**Problem statement**
Retype the records below word for word, starting with the line that contains "the lake, one" and continuing through the end of the records. Leave the pictures out of your answer.
BEGIN Records to process
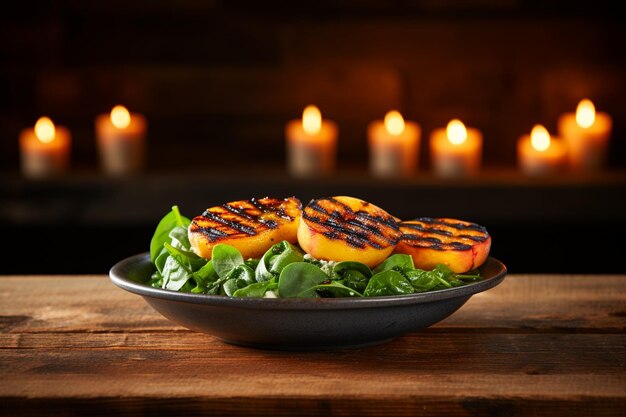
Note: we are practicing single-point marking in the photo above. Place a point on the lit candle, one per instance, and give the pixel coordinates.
(311, 144)
(121, 138)
(44, 149)
(587, 135)
(539, 154)
(393, 145)
(456, 150)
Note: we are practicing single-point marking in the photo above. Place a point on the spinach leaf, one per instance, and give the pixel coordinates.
(341, 268)
(156, 280)
(159, 263)
(256, 289)
(179, 238)
(238, 278)
(161, 234)
(354, 275)
(397, 261)
(276, 258)
(300, 279)
(422, 280)
(225, 258)
(205, 278)
(175, 274)
(355, 280)
(388, 283)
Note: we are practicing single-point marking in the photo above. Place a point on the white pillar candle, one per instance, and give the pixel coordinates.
(121, 138)
(456, 151)
(539, 154)
(393, 146)
(311, 144)
(44, 149)
(586, 134)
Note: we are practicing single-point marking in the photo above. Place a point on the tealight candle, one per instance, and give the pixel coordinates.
(311, 144)
(393, 145)
(121, 138)
(587, 135)
(44, 149)
(539, 154)
(456, 150)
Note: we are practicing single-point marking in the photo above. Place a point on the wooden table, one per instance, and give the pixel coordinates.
(535, 345)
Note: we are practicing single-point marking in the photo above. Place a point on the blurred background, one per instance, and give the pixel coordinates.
(218, 81)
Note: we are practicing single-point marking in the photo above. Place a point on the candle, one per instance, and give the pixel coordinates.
(393, 145)
(121, 138)
(44, 149)
(539, 154)
(587, 135)
(311, 144)
(456, 150)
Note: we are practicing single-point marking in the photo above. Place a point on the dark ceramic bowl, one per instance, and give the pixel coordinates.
(301, 323)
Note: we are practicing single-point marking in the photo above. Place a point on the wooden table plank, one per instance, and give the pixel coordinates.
(534, 345)
(521, 302)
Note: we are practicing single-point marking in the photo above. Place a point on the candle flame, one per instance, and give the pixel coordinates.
(312, 120)
(456, 132)
(394, 123)
(585, 113)
(120, 117)
(540, 138)
(44, 130)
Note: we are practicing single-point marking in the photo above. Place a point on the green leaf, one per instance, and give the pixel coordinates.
(161, 234)
(300, 279)
(341, 268)
(225, 258)
(276, 258)
(397, 261)
(175, 274)
(256, 289)
(238, 278)
(422, 280)
(388, 283)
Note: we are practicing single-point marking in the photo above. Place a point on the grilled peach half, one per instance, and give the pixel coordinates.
(252, 226)
(458, 244)
(346, 228)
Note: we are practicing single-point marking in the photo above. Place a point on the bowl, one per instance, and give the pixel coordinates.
(301, 323)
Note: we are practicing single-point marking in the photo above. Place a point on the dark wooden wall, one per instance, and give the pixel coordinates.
(219, 77)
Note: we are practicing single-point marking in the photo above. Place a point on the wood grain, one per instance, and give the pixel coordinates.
(534, 345)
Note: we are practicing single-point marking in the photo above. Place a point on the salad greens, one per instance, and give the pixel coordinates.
(283, 271)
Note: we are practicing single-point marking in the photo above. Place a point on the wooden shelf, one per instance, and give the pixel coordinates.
(565, 224)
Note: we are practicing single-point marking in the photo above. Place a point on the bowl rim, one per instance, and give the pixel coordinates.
(118, 274)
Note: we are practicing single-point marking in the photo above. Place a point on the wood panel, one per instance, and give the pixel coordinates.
(534, 345)
(549, 303)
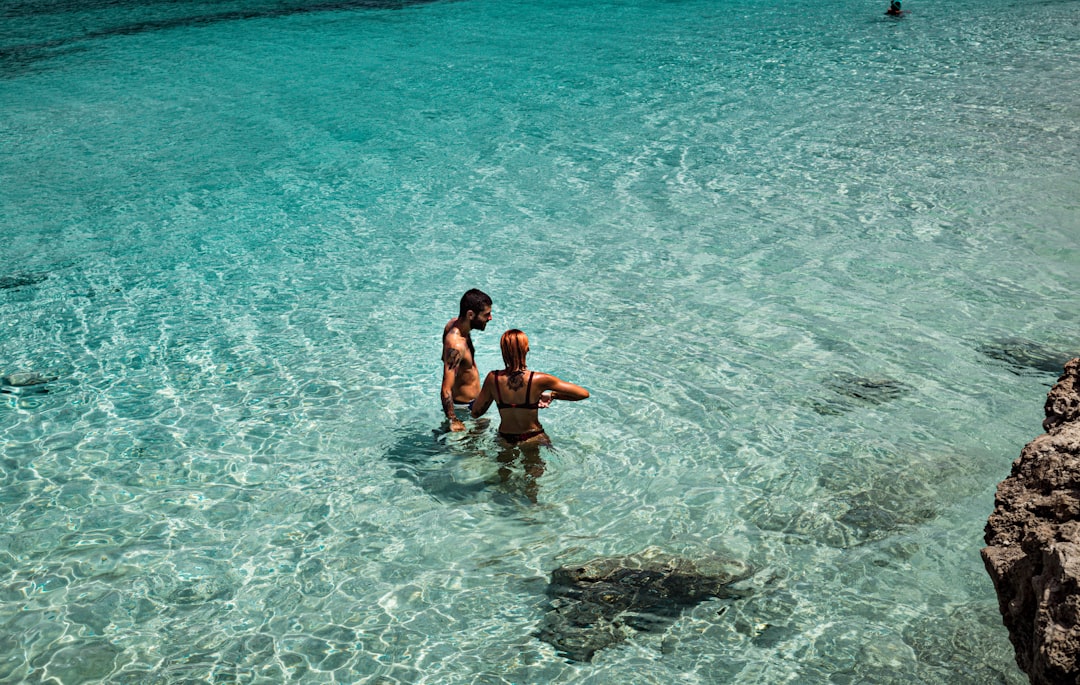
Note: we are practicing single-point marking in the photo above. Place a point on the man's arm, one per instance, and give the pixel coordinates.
(483, 401)
(451, 362)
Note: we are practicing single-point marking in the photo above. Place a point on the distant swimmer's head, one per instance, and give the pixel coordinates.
(515, 346)
(475, 308)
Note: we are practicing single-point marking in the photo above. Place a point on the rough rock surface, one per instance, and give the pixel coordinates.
(603, 601)
(1033, 539)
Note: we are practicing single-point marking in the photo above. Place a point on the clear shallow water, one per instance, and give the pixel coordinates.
(234, 240)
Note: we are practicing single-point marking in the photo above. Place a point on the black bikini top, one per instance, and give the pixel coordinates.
(513, 405)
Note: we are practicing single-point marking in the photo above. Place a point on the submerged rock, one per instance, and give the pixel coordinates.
(26, 379)
(1025, 357)
(603, 601)
(1033, 539)
(851, 390)
(21, 280)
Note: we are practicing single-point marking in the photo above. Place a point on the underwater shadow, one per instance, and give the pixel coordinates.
(15, 59)
(469, 467)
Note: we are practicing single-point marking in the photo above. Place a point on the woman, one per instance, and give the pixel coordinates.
(520, 392)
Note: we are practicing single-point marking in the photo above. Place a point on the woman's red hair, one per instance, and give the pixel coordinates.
(515, 346)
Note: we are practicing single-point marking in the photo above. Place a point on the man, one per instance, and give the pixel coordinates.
(460, 376)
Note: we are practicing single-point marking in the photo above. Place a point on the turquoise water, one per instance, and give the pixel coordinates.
(795, 256)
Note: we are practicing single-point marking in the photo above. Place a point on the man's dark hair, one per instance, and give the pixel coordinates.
(473, 300)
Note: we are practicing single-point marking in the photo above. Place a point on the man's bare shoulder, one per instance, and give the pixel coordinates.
(453, 338)
(451, 324)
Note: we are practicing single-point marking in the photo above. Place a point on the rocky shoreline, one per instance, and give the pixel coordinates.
(1033, 539)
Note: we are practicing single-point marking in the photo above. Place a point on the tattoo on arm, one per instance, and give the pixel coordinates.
(453, 359)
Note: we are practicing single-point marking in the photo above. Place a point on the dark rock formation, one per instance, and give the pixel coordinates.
(850, 391)
(1034, 542)
(603, 601)
(1025, 357)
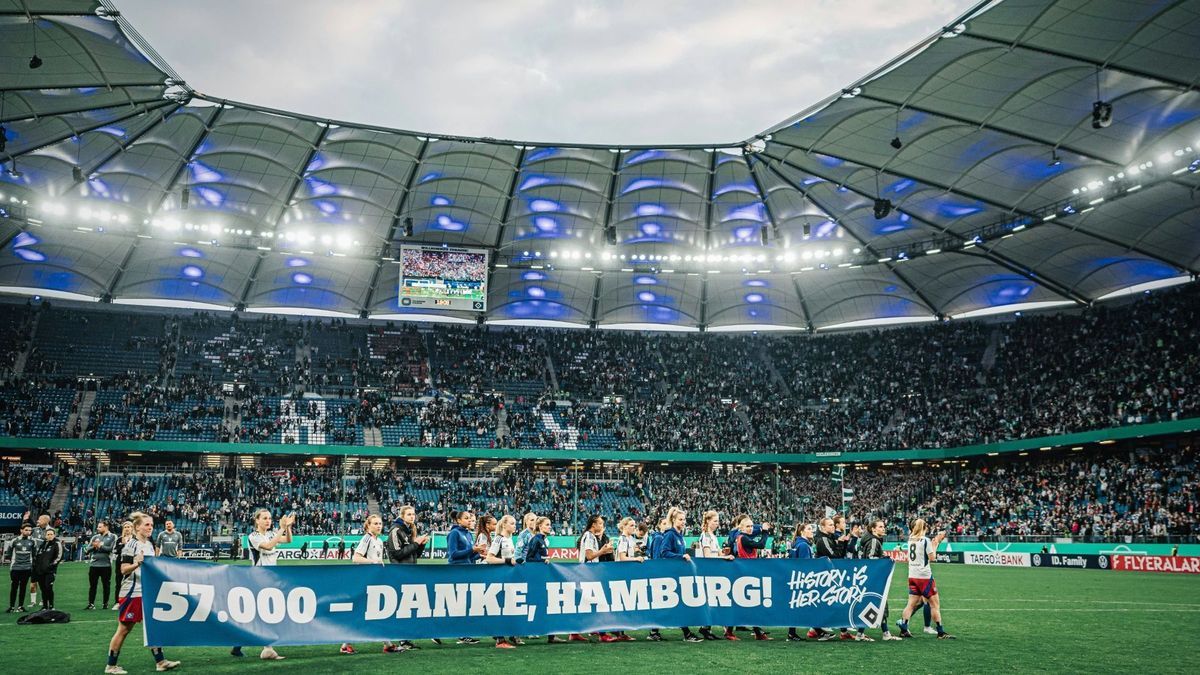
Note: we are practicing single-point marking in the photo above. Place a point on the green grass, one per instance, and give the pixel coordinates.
(1006, 619)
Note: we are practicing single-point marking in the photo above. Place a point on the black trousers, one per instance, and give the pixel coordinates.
(46, 584)
(19, 579)
(103, 575)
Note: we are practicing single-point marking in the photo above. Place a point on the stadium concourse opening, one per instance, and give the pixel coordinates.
(917, 364)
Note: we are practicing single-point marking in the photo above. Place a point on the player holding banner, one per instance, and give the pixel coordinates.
(263, 543)
(130, 609)
(921, 578)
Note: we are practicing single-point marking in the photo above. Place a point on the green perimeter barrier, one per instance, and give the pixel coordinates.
(1066, 548)
(1067, 440)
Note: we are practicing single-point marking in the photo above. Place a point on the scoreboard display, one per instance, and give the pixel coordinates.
(443, 278)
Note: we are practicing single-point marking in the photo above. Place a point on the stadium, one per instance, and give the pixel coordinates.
(939, 322)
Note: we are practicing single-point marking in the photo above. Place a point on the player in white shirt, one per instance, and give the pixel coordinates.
(502, 551)
(589, 553)
(627, 545)
(921, 578)
(709, 545)
(370, 551)
(264, 553)
(133, 553)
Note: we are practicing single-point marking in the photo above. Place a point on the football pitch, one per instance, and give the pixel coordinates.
(1006, 620)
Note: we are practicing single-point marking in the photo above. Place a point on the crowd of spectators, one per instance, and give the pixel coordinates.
(16, 330)
(1095, 495)
(946, 384)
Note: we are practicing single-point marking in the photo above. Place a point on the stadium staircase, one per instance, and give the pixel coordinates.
(550, 365)
(233, 413)
(61, 491)
(989, 356)
(559, 430)
(177, 336)
(372, 436)
(84, 413)
(741, 413)
(18, 366)
(502, 423)
(775, 376)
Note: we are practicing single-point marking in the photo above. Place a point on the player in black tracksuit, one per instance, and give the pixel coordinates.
(829, 544)
(870, 547)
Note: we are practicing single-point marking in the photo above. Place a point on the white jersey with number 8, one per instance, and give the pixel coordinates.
(919, 554)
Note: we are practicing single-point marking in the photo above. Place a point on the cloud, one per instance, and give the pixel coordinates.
(666, 72)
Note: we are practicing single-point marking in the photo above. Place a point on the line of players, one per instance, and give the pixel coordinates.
(492, 541)
(35, 554)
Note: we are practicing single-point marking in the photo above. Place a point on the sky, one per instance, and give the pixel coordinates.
(583, 71)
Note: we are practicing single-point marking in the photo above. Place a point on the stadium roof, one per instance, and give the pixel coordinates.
(1001, 192)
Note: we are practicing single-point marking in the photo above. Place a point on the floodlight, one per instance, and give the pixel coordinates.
(882, 208)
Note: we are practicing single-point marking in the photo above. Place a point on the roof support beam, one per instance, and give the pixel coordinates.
(291, 196)
(82, 85)
(989, 126)
(988, 254)
(155, 208)
(774, 226)
(1098, 64)
(1117, 243)
(879, 169)
(385, 249)
(610, 207)
(186, 159)
(16, 230)
(89, 129)
(863, 243)
(594, 312)
(36, 117)
(121, 148)
(513, 197)
(709, 181)
(1018, 268)
(120, 272)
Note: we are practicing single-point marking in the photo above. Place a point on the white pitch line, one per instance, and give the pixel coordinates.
(1135, 610)
(1000, 599)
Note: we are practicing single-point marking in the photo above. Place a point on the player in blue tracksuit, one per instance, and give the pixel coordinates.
(801, 549)
(461, 549)
(460, 542)
(671, 547)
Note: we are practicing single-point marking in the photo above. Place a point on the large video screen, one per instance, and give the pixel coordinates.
(444, 279)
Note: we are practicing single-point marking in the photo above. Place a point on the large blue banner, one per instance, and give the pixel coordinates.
(192, 603)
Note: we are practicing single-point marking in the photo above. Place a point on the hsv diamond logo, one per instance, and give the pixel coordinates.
(870, 614)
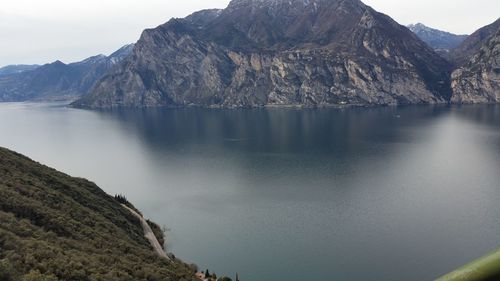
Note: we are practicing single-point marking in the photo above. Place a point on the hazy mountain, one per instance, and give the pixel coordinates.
(13, 69)
(473, 43)
(55, 227)
(277, 52)
(440, 41)
(478, 80)
(58, 80)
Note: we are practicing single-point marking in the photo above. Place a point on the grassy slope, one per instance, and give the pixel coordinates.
(55, 227)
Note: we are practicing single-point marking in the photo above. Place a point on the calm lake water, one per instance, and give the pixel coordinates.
(358, 194)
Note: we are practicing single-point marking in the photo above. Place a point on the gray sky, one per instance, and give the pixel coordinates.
(41, 31)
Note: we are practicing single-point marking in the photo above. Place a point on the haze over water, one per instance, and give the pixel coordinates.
(406, 193)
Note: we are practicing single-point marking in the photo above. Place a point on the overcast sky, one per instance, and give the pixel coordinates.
(41, 31)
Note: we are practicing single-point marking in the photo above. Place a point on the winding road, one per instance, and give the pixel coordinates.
(149, 234)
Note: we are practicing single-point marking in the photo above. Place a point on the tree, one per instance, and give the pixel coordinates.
(6, 271)
(35, 275)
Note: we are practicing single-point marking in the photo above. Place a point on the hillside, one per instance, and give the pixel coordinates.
(58, 80)
(471, 46)
(13, 69)
(478, 81)
(277, 52)
(441, 41)
(55, 227)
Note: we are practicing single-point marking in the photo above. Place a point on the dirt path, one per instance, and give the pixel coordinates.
(149, 234)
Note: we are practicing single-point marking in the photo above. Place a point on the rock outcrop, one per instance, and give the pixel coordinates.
(277, 52)
(478, 81)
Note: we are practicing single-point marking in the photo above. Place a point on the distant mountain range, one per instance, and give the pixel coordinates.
(276, 52)
(477, 80)
(56, 81)
(15, 69)
(441, 41)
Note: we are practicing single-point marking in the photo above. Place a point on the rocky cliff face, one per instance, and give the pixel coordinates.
(57, 80)
(19, 68)
(277, 52)
(478, 81)
(441, 41)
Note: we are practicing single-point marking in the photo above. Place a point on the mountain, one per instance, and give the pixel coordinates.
(55, 227)
(462, 54)
(440, 41)
(478, 80)
(277, 52)
(13, 69)
(58, 80)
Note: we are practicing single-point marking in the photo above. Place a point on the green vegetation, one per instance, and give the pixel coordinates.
(158, 232)
(55, 227)
(484, 269)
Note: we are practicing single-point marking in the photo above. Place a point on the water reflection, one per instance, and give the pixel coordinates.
(388, 193)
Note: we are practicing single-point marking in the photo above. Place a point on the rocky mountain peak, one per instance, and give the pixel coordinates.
(260, 52)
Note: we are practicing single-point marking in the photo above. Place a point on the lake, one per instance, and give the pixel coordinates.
(389, 193)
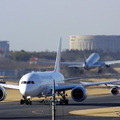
END Records to process
**Result below**
Note: we are practicing single-point marking in the photo above. Place a point on the lake, one per instance, and give the pixel coordinates.
(389, 193)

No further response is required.